▶ Task:
Output the SDVM passage below word for word, everything from "A strong SDVM" down to "clear intervention points.".

▶ Exercise passage:
········

SDVM recommendations are designed to focus tuning on the workflow edges where the diagnostic signals concentrate, rather than applying generic fixes to the entire workflow.
Example only. Values are illustrative; actual reports depend on trace quality, workflow structure and available evidence.
The public SDVM implementation is trace-first: structural workflow diagnostics, handoff friction, calibration readiness, map-gap handling, temporal reporting, and assisted PRE/POST/DELTA pilot analysis.
Observability answers: what happened? SDVM helps answer: where is coupling health degrading across cycles? In assisted pilots, SDVM starts from traces your existing tools already capture, then identifies whether additional capture is needed for a meaningful PRE/POST comparison. It adds a diagnostic interpretation layer—not an outcome replacement: where structural friction concentrates, how strong the evidence is, and what targeted tuning step should be tested next.
SDVM is a diagnostic and tuning layer for agentic workflows. It sits on top of existing observability surfaces and converts trace evidence into structured workflow diagnosis. The full method addresses silent degradation; the current public build is strongest on trace-first structural signals.
SDVM does not replace tracing, monitoring or evaluation tools. It organizes structural workflow signals, repair accumulation, handoff friction and step deviation as a structured diagnostic report rather than a dashboard event stream—paired with outcome KPIs where available.
SDVM pilots are intentionally narrow. They begin with pilot scoping, observability readiness, and workflow mapping—then a trace-first diagnostic assessment to see whether structured trace diagnosis can identify structural degradation patterns and guide one controlled workflow intervention. Preferred early pilots are coding or bugfix-style workflows, but the fit is structural: recurring task types, traceable multi-step execution, observable repairs or handoffs, and enough comparable runs for PRE/POST analysis.
A strong SDVM pilot candidate usually has one recurring workflow, comparable runs, trace or log evidence, observable repairs or handoffs, and one technical owner able to test a narrow intervention.
Typical pilot shape: 2–4 weeks, depending on trace availability and team cadence.
SDVM is designed to be workflow-engine agnostic. Assisted pilots remain narrow by design: traceable, recurring agentic workflows with enough comparable runs for PRE/POST/DELTA analysis. Coding and bugfix-style workflows remain a preferred early track because they provide repeatable, multi-step runs with clear intervention points.
The current assisted-pilot path is Langfuse-first, while the broader design is intended to remain surface-agnostic. Future compatibility paths may include observability surfaces such as Phoenix/OpenInference and LangSmith, as well as workflow artifact surfaces such as issues, pull requests or commits when relevant to the pilot. Semantic drift analysis requires richer Artifact X / Tier ≥2 instrumentation beyond trace-only capture.
The goal is assisted pilot readiness: diagnostic usefulness, report quality, evidence thresholds and tuning guidance under real or semi-real workflow conditions—not commercial validation of universal silent-drift detection.
Pilot analysis can be performed on anonymized traces and metadata. Data scope, access method and retention expectations are agreed case by case. NDA support is available when required.
Review the pilot intake template · See a readiness probe example
If your workflow looks partially ready, email a short summary and we can scope observability readiness, trace capture, and a progressive instrumentation path—not plug-and-play drift detection.
SDVM is being developed by Ibrahim José Jamhour, an independent researcher working on Distributed Relational Cognition and the operational risks of agentic systems. The work builds on published research, a formal SDVM V3 technical specification and ongoing assisted pilot work on AI-assisted workflows.
Jamhour also brings prior executive experience in institutional finance and risk-sensitive operations, including the Stanford Sloan Fellows program.

········

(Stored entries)
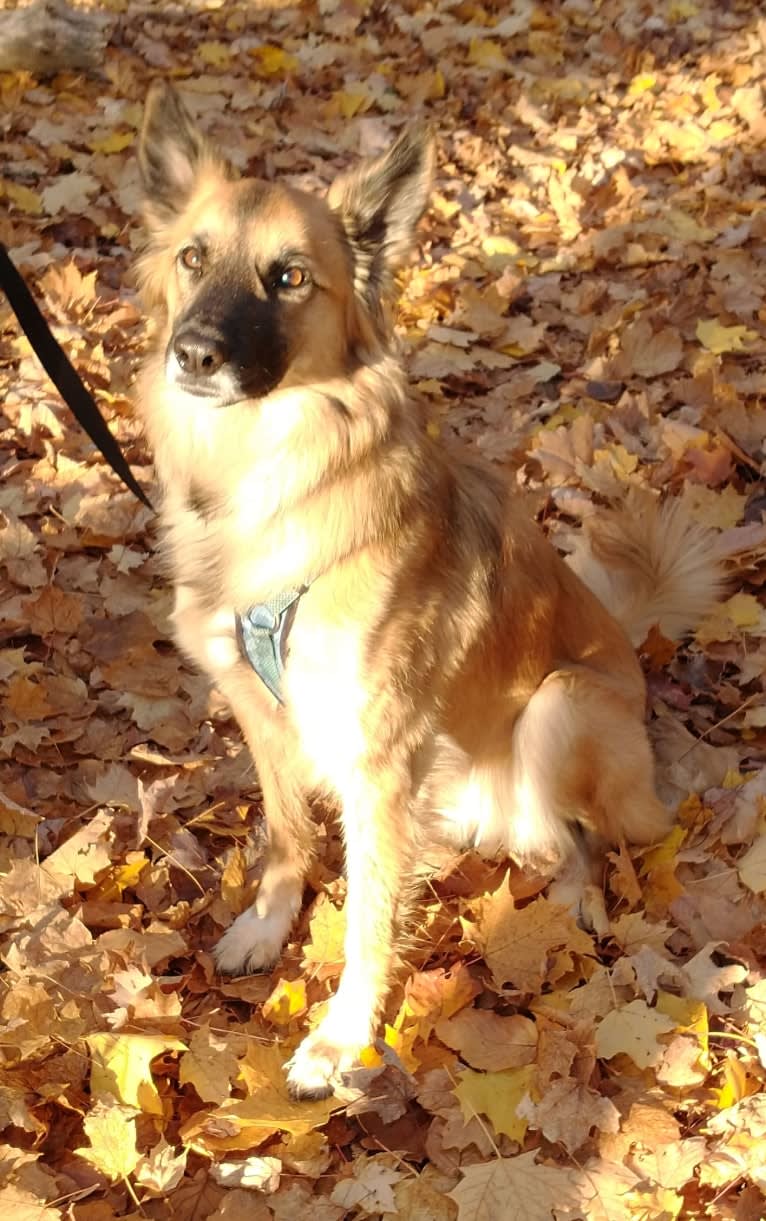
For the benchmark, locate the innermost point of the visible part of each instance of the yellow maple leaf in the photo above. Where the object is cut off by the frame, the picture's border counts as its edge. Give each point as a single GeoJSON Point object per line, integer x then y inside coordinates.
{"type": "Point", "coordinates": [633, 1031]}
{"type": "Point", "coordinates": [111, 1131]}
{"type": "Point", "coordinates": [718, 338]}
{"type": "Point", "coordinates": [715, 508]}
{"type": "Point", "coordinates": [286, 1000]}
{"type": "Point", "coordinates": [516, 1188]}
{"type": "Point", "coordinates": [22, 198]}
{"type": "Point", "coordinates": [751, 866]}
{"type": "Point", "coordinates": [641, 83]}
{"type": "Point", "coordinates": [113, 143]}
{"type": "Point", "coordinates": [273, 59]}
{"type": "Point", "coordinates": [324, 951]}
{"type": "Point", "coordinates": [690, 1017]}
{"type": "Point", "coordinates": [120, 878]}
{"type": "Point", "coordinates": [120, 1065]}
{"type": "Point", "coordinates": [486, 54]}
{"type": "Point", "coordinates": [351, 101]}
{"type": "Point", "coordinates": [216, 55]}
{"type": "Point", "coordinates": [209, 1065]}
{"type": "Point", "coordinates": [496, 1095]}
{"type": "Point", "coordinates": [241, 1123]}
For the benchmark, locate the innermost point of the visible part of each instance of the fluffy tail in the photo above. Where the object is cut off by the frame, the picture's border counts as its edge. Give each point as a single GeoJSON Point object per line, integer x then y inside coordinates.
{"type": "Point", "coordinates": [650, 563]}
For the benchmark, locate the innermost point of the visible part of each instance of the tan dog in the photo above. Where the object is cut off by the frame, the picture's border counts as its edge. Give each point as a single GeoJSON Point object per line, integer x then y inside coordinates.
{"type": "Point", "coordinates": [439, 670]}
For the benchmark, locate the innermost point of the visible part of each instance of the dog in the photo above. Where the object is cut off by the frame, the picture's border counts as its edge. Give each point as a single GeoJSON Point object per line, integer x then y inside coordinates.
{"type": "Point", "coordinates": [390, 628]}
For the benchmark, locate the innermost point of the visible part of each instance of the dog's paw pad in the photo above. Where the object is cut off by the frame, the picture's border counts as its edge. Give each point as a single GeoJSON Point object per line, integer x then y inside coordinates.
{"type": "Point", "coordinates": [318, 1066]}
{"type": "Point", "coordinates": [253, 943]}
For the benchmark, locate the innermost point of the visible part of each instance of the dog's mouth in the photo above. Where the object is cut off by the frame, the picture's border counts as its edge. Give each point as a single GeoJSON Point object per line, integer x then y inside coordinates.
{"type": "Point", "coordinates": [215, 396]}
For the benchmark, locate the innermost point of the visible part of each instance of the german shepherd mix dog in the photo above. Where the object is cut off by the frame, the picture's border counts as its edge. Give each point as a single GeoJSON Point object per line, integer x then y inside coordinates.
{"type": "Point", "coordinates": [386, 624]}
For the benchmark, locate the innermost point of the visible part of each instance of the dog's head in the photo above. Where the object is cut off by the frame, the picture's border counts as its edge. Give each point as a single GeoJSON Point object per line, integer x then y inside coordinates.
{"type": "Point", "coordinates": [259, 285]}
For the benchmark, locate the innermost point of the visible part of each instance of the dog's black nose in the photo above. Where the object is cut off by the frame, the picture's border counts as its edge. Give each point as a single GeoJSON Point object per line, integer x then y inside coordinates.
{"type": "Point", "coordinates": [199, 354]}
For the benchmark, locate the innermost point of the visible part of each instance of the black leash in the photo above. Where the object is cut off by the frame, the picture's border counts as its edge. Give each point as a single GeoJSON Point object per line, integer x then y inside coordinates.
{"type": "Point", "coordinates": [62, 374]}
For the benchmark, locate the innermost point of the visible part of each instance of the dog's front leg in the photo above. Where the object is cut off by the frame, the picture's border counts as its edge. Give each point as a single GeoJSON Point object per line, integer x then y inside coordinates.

········

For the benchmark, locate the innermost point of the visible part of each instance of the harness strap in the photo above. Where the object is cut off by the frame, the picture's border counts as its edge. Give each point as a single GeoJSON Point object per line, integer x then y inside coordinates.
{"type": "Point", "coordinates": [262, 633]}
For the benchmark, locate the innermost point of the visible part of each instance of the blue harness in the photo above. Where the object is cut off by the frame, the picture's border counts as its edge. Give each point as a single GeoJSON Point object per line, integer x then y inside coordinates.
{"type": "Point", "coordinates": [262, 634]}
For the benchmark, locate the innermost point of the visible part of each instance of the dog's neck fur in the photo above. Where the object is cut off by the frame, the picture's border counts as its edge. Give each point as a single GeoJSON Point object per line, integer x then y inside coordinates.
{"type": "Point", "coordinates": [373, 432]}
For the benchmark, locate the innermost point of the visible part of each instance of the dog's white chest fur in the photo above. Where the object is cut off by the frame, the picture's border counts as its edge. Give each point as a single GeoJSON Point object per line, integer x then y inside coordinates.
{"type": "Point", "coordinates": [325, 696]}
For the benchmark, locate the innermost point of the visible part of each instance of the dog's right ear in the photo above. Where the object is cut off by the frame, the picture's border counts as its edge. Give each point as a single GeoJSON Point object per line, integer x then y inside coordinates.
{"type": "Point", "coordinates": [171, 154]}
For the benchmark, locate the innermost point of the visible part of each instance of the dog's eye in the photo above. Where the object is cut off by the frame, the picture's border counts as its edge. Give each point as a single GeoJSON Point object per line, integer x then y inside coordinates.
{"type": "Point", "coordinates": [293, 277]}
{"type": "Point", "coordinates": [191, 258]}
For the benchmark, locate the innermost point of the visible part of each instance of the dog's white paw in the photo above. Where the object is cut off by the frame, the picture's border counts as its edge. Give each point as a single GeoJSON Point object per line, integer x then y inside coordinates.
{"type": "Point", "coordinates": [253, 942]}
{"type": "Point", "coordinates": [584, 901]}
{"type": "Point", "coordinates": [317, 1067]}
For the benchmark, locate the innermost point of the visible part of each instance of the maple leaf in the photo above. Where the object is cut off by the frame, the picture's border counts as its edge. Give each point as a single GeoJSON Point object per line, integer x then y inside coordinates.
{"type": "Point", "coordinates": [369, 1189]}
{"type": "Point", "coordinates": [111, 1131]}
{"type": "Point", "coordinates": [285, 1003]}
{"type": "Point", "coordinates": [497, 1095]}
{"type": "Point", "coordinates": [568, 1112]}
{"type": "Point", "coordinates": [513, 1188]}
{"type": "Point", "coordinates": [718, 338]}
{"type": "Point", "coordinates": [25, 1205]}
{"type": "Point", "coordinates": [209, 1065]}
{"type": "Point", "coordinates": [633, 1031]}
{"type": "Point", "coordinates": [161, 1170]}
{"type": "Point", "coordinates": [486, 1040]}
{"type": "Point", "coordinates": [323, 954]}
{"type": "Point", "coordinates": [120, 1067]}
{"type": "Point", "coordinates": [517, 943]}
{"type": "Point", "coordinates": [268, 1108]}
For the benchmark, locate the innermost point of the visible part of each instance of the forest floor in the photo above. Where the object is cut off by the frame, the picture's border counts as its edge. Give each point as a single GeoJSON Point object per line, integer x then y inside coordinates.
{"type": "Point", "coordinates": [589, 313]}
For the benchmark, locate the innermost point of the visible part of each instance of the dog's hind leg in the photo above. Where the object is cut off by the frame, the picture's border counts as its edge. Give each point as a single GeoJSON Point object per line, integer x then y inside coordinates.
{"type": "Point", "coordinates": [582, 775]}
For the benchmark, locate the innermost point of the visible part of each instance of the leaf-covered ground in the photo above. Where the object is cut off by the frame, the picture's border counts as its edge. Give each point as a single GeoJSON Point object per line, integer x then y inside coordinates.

········

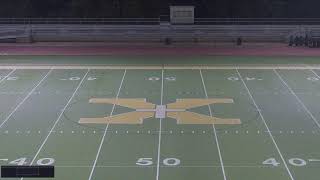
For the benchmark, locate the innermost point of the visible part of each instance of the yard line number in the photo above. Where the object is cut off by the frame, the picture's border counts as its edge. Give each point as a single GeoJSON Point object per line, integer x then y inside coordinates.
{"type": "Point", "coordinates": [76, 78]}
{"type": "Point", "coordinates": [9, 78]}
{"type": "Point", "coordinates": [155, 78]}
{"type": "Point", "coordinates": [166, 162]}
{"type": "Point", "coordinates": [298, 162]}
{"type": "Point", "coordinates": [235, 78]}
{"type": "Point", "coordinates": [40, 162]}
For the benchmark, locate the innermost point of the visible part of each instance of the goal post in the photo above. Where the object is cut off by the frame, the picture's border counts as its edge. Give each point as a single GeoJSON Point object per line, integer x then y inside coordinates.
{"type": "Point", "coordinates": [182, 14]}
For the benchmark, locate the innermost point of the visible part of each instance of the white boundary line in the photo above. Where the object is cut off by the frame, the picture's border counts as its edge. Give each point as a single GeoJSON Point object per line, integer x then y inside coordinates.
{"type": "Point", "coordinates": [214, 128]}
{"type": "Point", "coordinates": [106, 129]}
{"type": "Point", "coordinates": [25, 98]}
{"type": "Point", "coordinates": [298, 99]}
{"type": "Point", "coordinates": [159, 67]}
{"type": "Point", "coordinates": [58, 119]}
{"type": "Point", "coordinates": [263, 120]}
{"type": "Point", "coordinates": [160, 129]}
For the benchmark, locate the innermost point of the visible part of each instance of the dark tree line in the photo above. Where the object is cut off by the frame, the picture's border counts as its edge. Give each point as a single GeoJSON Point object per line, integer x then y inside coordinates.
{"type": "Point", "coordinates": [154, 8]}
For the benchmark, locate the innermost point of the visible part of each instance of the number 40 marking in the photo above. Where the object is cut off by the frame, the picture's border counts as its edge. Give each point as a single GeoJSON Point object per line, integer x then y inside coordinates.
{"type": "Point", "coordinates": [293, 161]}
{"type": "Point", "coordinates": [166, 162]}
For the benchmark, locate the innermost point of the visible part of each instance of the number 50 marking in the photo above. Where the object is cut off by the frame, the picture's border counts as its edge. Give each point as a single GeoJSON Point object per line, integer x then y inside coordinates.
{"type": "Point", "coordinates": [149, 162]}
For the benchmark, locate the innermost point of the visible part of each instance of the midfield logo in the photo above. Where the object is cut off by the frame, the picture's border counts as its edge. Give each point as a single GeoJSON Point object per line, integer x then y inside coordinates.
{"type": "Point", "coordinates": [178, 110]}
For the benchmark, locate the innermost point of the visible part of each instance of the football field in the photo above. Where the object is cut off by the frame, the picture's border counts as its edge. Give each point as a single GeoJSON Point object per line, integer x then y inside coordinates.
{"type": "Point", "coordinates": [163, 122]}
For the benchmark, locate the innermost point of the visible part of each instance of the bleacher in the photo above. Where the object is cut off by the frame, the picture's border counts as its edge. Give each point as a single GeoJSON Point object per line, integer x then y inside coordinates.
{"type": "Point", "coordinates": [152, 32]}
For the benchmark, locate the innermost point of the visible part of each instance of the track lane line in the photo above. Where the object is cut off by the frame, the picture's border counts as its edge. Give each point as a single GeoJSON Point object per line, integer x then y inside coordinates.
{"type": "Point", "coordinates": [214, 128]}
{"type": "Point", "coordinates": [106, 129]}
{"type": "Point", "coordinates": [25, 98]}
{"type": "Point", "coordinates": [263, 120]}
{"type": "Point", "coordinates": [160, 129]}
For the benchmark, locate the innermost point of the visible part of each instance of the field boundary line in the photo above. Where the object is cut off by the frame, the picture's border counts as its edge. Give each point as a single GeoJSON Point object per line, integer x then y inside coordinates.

········

▶ Reply to the task:
A strong SDVM pilot candidate usually has one recurring workflow, comparable runs, trace or log evidence, observable repairs or handoffs, and one technical owner able to test a narrow intervention.
Typical pilot shape: 2–4 weeks, depending on trace availability and team cadence.
SDVM is designed to be workflow-engine agnostic. Assisted pilots remain narrow by design: traceable, recurring agentic workflows with enough comparable runs for PRE/POST/DELTA analysis. Coding and bugfix-style workflows remain a preferred early track because they provide repeatable, multi-step runs with clear intervention points.